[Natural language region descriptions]
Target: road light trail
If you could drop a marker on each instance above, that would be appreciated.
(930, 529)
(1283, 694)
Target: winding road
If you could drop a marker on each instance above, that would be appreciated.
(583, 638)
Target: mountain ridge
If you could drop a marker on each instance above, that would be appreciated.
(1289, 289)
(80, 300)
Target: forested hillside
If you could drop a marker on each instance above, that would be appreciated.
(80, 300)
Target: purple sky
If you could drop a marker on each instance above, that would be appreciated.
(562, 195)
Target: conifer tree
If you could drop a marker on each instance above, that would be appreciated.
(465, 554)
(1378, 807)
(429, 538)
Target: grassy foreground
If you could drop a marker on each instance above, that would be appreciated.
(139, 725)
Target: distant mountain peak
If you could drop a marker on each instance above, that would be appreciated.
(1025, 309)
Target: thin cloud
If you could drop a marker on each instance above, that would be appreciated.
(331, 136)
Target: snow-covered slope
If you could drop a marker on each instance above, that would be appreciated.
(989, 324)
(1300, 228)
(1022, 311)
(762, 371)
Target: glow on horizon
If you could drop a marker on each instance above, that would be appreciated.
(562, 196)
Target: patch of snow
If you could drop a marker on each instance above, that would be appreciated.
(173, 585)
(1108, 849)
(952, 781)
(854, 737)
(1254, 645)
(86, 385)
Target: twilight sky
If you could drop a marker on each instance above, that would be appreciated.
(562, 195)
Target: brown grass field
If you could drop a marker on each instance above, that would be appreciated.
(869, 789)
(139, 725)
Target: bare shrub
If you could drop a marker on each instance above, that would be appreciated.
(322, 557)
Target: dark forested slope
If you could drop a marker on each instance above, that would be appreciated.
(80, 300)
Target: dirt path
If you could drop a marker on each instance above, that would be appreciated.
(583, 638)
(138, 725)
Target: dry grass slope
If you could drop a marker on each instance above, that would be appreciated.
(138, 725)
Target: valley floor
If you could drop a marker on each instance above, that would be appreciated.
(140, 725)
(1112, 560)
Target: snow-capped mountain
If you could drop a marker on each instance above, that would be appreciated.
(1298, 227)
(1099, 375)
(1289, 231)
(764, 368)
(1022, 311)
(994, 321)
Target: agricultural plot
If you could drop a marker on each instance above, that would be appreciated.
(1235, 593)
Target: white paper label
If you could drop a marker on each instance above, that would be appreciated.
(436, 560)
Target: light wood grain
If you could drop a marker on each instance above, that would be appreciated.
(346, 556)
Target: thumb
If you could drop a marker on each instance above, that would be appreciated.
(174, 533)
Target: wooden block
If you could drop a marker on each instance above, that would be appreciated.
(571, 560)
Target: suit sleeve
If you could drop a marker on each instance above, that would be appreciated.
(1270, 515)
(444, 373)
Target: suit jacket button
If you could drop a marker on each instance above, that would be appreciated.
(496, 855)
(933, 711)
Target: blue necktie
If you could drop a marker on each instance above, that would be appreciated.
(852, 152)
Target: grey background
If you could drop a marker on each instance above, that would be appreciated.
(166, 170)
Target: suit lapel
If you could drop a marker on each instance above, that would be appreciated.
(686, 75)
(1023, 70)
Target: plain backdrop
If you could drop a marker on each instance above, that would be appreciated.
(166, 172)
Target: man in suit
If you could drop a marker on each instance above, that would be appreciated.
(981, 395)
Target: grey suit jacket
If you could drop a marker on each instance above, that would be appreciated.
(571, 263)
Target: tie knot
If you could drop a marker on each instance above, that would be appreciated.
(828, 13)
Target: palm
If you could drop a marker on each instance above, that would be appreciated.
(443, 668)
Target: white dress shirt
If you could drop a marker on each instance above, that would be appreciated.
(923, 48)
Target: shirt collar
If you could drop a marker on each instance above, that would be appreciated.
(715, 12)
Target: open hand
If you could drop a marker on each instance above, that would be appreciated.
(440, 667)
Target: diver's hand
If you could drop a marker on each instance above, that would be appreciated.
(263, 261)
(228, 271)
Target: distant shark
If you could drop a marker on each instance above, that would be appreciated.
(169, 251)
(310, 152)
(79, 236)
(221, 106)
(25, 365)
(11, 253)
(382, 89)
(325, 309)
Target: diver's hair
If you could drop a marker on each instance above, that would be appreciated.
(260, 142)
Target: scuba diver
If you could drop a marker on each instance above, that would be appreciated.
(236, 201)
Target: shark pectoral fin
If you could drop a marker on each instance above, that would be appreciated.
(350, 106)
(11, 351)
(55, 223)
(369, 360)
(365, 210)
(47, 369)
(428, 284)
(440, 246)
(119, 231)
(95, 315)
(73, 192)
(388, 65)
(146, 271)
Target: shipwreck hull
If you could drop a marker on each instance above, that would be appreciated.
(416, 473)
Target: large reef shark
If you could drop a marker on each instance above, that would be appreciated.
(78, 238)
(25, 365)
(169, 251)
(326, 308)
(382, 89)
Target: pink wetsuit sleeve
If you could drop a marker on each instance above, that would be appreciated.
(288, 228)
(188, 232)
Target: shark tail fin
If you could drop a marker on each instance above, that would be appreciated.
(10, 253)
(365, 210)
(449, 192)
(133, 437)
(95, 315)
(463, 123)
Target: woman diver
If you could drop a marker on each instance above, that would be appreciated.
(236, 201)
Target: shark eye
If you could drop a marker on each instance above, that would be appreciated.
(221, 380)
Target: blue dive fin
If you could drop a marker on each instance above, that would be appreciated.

- **Exercise aim**
Your task is to reproduce the entries exactly, starting at the first line and ending with the line containing "Target: purple sky".

- **Expected output**
Target: road light trail
If you could drop a marker on each instance above, that would be appreciated.
(930, 529)
(1283, 694)
Target: winding road
If you could drop a marker on each instance above, that would be appreciated.
(583, 638)
Target: mountain ridge
If you could drop a marker on each instance above, that would be appreciated.
(1289, 289)
(80, 300)
Target: forested hillside
If you could drop a marker on each instance above, that would be appreciated.
(80, 300)
Target: purple sky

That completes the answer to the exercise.